═══ EXCERPT PROVIDED

When deciding to make a life together with your partner to form a new, blended family, many rewards and challenges lie ahead. A blended family can include your children or your new spouse’s children from a previous relationship. It can take a few years for a blended family to establish itself and function well together. It is normal for the children to feel uncertain about the upcoming changes and how it will affect current relationships with their natural parents.
They will also worry about living with new step-siblings. Planning how your blended family will function before the marriage takes place will give you the best chance of success.
One of the biggest stepfamily challenges involves parenting and discipline. If a couple takes the time to discuss their expectations around parenting and discipline, it can be very helpful. These talks should happen prior to remarrying. You and your spouse need to be specific about your expectations. For example, what the house rules are, who does certain chores and what will rewards or punishments look like. You should also talk about your values, beliefs, and philosophy around both parenting and how to develop a cohesive unit as a step-family.
It is particularly critical that there is consistency in the parenting structure. You want the kids to adjust as smoothly as possible and being consistent will definitely help with that.
Generally, the biological parents should be the ones to take primary responsibility for enforcing rules, with the stepparent acting in a supportive role. You both should always be on the same page as not to unintentionally encourage manipulation among the children. You also do not want to be shocked by anything upon moving in together.
You do not want to discover that the youngest also gets to sleep in your marital bed, meals are in front of the T.V. or the kids can come and go from the house without permission if you are dead set against such things.

══════
═══ PROVIDED RECORDS

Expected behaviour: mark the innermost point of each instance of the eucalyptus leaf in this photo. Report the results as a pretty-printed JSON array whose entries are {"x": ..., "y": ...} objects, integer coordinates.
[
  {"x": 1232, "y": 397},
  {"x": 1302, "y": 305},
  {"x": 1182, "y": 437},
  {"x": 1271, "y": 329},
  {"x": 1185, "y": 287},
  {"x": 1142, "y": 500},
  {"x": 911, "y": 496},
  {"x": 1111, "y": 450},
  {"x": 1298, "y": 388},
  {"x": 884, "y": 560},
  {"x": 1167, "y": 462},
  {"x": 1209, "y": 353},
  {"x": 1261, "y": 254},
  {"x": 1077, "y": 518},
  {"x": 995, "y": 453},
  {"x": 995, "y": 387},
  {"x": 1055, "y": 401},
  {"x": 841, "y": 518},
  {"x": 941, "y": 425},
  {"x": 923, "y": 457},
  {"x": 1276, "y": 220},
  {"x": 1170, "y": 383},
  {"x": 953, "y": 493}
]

══════

= WHAT NEEDS TO BE DONE =
Rewrite the blended-family text from the words "When deciding to" through "chance of success.", with "blended family" swapped for "stepfamily" everywhere it appears.

= EXERCISE RESULT =
When deciding to make a life together with your partner to form a new, stepfamily, many rewards and challenges lie ahead. A stepfamily can include your children or your new spouse’s children from a previous relationship. It can take a few years for a stepfamily to establish itself and function well together. It is normal for the children to feel uncertain about the upcoming changes and how it will affect current relationships with their natural parents.
They will also worry about living with new step-siblings. Planning how your stepfamily will function before the marriage takes place will give you the best chance of success.